Prompt:
Swap every "innermost point" in the data below for "central point", and copy everything else unchanged.
====== Rows ======
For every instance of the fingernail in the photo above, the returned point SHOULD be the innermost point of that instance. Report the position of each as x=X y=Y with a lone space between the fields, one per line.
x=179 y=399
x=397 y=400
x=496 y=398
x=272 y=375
======
Exercise output:
For every instance of the fingernail in the photo above, the returned point SHOULD be the central point of that instance. Report the position of each as x=X y=Y with a lone space between the fields, one per line.
x=179 y=399
x=397 y=400
x=496 y=398
x=272 y=375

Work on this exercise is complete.